-- RECORDS TO USE start --

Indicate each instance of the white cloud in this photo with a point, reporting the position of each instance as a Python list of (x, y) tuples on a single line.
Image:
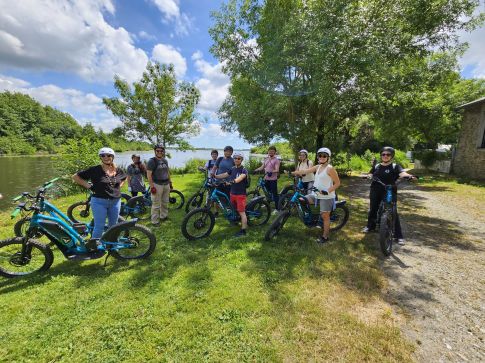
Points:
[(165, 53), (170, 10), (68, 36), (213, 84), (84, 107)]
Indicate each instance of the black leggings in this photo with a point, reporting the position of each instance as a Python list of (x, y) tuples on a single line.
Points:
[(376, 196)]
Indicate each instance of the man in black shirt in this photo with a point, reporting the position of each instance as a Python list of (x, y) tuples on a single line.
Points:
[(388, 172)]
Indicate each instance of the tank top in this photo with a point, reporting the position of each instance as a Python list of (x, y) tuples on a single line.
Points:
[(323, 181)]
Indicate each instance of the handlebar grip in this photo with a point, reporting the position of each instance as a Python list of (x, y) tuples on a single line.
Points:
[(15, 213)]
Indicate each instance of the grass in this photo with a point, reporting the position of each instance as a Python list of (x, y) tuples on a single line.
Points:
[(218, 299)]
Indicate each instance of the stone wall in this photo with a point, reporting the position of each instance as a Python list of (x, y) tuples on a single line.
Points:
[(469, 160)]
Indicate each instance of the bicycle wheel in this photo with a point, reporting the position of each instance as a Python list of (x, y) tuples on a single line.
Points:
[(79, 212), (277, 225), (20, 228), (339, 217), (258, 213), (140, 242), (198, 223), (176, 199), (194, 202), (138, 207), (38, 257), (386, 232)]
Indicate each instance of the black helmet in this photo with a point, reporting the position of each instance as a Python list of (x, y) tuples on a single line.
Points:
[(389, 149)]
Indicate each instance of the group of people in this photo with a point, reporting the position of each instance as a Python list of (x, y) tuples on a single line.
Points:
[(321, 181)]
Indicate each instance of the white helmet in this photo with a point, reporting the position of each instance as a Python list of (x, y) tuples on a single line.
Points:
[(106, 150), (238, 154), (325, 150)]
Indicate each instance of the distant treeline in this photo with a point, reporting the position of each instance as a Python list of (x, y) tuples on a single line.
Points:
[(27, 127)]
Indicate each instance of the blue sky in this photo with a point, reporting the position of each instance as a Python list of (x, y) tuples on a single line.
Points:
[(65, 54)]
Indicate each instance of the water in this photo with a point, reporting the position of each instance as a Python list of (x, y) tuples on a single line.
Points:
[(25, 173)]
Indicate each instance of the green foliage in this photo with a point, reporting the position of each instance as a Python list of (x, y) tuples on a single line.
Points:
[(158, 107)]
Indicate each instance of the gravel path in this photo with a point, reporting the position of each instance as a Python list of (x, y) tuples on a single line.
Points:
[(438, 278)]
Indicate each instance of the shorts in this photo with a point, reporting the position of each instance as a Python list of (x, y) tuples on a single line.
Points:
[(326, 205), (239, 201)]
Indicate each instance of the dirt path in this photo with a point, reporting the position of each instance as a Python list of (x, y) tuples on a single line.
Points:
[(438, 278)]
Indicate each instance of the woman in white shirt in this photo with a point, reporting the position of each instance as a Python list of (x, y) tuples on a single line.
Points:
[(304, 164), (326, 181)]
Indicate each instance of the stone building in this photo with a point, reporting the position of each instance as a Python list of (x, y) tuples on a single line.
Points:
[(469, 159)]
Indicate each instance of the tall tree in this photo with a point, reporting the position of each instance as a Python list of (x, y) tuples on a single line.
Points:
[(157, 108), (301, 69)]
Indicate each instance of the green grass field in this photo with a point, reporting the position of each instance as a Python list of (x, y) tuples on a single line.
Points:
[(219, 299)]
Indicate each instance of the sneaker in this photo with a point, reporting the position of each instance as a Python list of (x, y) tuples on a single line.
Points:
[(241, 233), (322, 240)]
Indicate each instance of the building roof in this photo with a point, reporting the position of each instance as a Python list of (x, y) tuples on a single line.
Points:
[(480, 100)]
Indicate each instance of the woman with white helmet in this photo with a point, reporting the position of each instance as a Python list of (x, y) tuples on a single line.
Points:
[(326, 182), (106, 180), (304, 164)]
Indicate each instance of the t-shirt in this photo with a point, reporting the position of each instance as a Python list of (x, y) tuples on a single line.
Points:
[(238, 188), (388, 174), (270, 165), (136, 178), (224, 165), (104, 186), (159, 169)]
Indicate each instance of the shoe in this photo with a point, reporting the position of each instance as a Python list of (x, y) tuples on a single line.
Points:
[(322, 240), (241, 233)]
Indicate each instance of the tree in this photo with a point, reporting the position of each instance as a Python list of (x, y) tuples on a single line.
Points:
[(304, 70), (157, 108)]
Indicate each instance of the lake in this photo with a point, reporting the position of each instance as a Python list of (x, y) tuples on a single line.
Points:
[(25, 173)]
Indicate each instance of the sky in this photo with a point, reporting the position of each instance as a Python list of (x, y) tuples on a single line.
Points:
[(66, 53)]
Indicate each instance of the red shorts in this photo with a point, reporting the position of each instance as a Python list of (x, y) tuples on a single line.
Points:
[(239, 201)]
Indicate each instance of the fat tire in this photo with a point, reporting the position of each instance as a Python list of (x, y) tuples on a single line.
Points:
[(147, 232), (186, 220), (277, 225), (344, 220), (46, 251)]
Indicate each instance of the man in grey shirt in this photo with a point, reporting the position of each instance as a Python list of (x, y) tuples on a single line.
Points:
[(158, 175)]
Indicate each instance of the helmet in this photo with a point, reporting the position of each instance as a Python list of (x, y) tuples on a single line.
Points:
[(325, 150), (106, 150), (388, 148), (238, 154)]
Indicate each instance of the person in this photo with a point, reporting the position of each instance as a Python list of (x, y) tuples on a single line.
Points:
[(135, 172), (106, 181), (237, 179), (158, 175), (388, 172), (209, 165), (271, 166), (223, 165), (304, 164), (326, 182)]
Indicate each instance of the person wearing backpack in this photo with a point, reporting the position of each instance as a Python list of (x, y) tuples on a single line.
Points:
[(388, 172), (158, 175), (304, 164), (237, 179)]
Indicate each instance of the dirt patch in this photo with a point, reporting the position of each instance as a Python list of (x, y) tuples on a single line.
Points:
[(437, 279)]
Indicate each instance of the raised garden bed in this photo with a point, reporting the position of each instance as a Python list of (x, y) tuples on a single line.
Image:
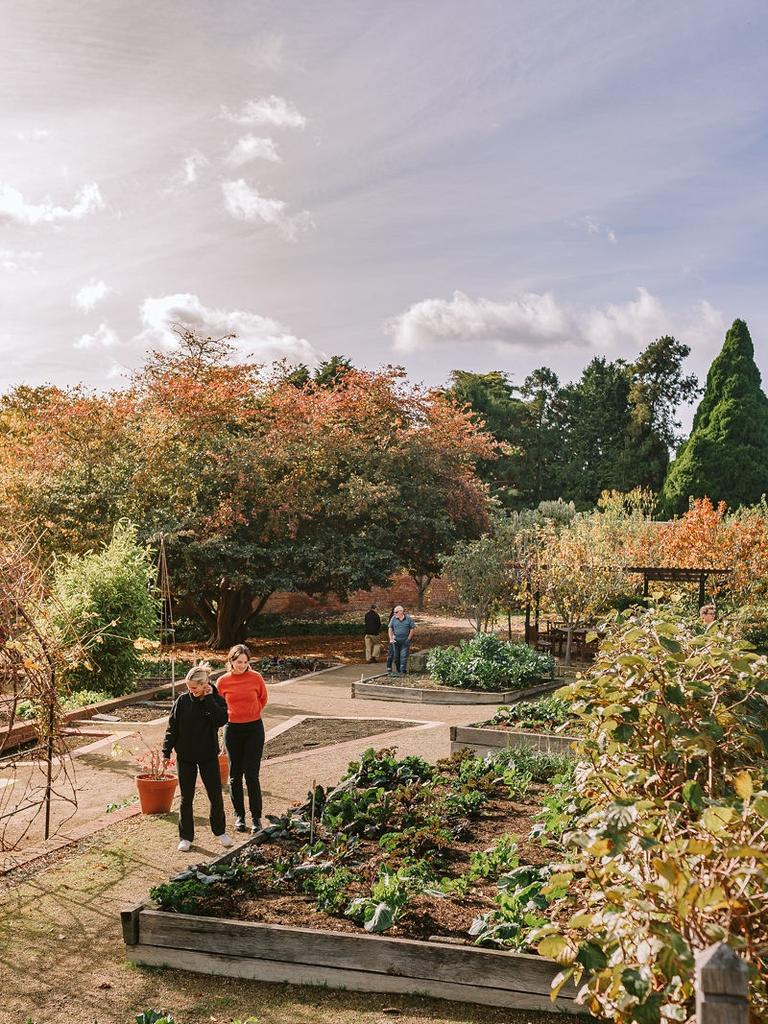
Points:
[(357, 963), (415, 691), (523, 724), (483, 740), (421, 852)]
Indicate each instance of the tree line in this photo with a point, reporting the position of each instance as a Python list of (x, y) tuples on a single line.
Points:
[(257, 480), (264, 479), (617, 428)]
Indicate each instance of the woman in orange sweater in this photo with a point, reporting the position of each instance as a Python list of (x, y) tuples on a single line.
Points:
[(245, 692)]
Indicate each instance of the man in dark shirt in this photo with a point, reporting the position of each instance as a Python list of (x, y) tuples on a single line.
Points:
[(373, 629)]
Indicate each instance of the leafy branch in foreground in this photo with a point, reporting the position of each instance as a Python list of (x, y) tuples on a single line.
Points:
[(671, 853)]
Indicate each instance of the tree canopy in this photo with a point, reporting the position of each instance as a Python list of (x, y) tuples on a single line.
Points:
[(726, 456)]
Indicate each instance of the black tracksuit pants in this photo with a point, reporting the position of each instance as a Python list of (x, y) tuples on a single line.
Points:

-- RECORDS TO USE end --

Extract every one of the lines above verbatim, leaving out the pictures.

THE OUTPUT:
Indicate each instance of the white cloud in this photo with a point, reporting the position of each instance as a Python list of (x, y) tuples on a single line.
Image:
Points:
[(165, 53), (170, 10), (68, 36), (213, 84), (84, 107)]
Indicate each instance of the black leggings in this photo with a point, reporting the position of each instance as a Python list of (x, y) tuples on a single line.
Points:
[(376, 196)]
Indicate each instance of the man in black shirt in this photo with a point, reporting the position of each instance as a Python list of (x, y) tuples on a single line.
Points:
[(388, 172)]
Indicate each instance of the tank top in this photo with a point, reporting the position of each instance as a Python list of (x, y) tuples on a single line.
Points:
[(323, 181)]
Indicate each instance of the handlebar grip in this photo with a point, reporting the position of each instance as a Python list of (x, y) tuples on a single line.
Points:
[(15, 213)]
Indicate each instance of the grass in this photo with a point, reporting the position of each instance as a Python list of (x, y) tuples on a single line.
Points:
[(218, 299)]
Indicate each instance of the stone wall in this photo with a point, reporting the position of each instance as a Python list of (x, y) tuples on a single line.
Points:
[(469, 160)]
Indicate each instance of the bicycle wheel in this photo with a point, reporting the position of each instance as a Python list of (x, y) tuples on a single line.
Points:
[(79, 212), (277, 225), (20, 228), (339, 217), (258, 213), (140, 242), (198, 223), (176, 199), (194, 202), (138, 207), (38, 257), (386, 232)]
Indicate each instance of the black helmet in this photo with a point, reporting the position of each instance as a Python list of (x, y) tuples on a single line.
Points:
[(389, 149)]
Indicate each instance of the group of people in this photo with a point, reporting the position of each instance as a Python list of (x, y) tuples on a single line.
Points:
[(321, 181)]
Indicate each instance of the white helmet in this photo with a point, reporting the position of each instance as a Python list of (x, y) tuples on a single line.
Points:
[(106, 150), (238, 154), (325, 150)]
Indicate each instance of the distant treeline in this photo with a point, reporting the position of each instance as a Python list of (x, y) tuples on a single line.
Points:
[(27, 127)]
Indicate each instance of the blue sky in this photo with a point, reporting the position of each instance as a Python list of (x, y) tuples on a single line.
Points:
[(65, 54)]
Indicate each instance of the water in this photo with a point, reporting the position of each instance as a Python list of (x, y) tuples on a single line.
Points:
[(25, 173)]
Indicate each instance of the green foliage in this photo with a point, reporting the position of each instance as a Python list of (x, y) tuples on a single line.
Points:
[(158, 107)]
Indicate each instance of the gravel path in this photo with a point, reporting the position of each instance as a Python list of (x, y) tuples on a single line.
Points:
[(438, 278)]
Indicate each instance of the shorts in this photo with a point, reporting the position of each instance as a Python list of (x, y) tuples on a single line.
Points:
[(326, 205), (239, 201)]
Indicate each instance of the dirt path in this photo with a point, reporting the position of each instance as a Python list of (x, y) tuples on a single line.
Points:
[(438, 278)]
Indicate each instance of the woman in white shirt in this photo with a point, reporting the position of each instance as a Python list of (x, y) tuples on a single line.
Points:
[(304, 164), (326, 181)]
Indicate each instance of the stone building in this photo with a point, reporting the position of each instance as a Python list of (x, y) tuples on a single line.
Points:
[(469, 159)]
Indicate each instance of the tall tree in this photo with a point, reporting the position of each instance as a Python list of (x, y) tuples on a single line.
Points:
[(157, 108), (301, 69)]
Indicate each instance of the green grass field in this photo with a point, reporting the position of each instance as a Python list of (x, y) tuples on a single line.
Points:
[(219, 299)]
Indicate each instance of the sneaker in this photo with a point, reporting the position of each instance as a Python list of (x, y) tuples on a single line.
Points:
[(241, 233), (322, 240)]
Indicate each instance of the building roof in this photo with a point, reporting the position of each instance as a Python list of (x, y) tuples on a single line.
Points:
[(480, 100)]
Indicate each instance of the woman with white helmet in this photo with a point, reporting the position of each instance as a Python list of (x, y) tuples on a single line.
Points:
[(326, 182), (106, 180), (304, 164)]
Indicate each instance of the t-shirt in this photo with a point, reporting the position of each instance as a Python list of (x, y) tuples on a single line.
Points:
[(238, 188), (388, 174), (270, 165), (136, 178), (224, 165), (104, 186), (159, 169)]
Indicate each instance of the shoe in this photo with a point, reporting the position of each instance as a Python list of (x, y) tuples on a single line.
Points:
[(322, 240), (241, 233)]
Indicate each instance of the tree in this photo with a point, reporting the position of each instance as a Python list of (x, y) tuples on a single line.
Points:
[(304, 70), (157, 108)]
Indicate each instance of the lake in this photo with a point, reporting the position of each instance as a Python list of (x, y) tuples on a single line.
Points:
[(25, 173)]
Indicate each instance of the sky in this photo with a point, reporting the position of each instance as a Python list of (x, y) tuples on a single line.
Points:
[(66, 53)]
Indicate each instance of the red shorts in this photo with a point, reporting the position of each instance as a Python list of (x, y) tuples on a single line.
Points:
[(239, 201)]
Indicate each instance of the fat tire in this photo with a point, reporting the position of each instance as a Python list of (x, y) tuples on a single line.
Points:
[(147, 232), (186, 220), (277, 225), (344, 220), (46, 251)]
Indicate each instance of the man in grey shirt in this photo with a point, reporting the position of each instance as a Python list of (x, y) tuples on a single line.
Points:
[(158, 175)]
Indicate each instance of the helmet in this photo with a point, reporting the position of each instance as a Python list of (x, y) tuples on a single line.
Points:
[(325, 150), (106, 150), (388, 148), (238, 154)]
Indicate each instance of the person in this photo with a point, reporting the position of each instance as a Python list of (x, y) tuples on a single line.
Points:
[(135, 172), (106, 181), (237, 179), (158, 175), (388, 172), (209, 165), (271, 166), (223, 165), (304, 164), (326, 182)]
Indicate each instance of the person wearing backpack in this photo with a point, reporting the position of each instance as a Python list of (x, y) tuples on a single line.
Points:
[(388, 172), (158, 175), (304, 164), (237, 179)]
Indicate each instance of the dirt patch in this photo with a point, reporting the position of each instance as a Python list of (x, y) tuples on a single line.
Points:
[(437, 279)]
Indicate each instance of the raised garden bed in this photo with a point, reporting the position of each instance as a Python list of (x, y) tuples on a single line.
Image:
Points:
[(357, 963), (415, 691), (523, 724), (483, 740), (421, 852)]
Indicate each instance of the tree line in this photo with a point, reporting the position of each instance as a Python list of (x, y) tuples on a single line.
Points:
[(257, 480), (264, 479), (617, 428)]
Indicate each instance of the woman in orange sweater in this photo with a point, reporting the position of each instance as a Python list of (x, y) tuples on a single line.
Points:
[(245, 692)]
Indicate each instance of the man in dark shirt in this photo with a point, reporting the position of each instance as a Python list of (x, y) tuples on a single line.
Points:
[(373, 629)]
Indicate each instance of the leafy branch in foreground in this photo with a point, reporting the position of each instance as a Python list of (x, y) tuples on a single line.
Points:
[(671, 853)]
Indicate each instance of the tree canopy in this photo with a point, reporting the position of each instance as a Python list of (x, y) tuples on a single line.
Points:
[(726, 456)]
Indicate each instance of the black tracksuit pants in this photo with a point, reporting the position of each instance as a Python list of (x, y) tuples on a single line.
Points:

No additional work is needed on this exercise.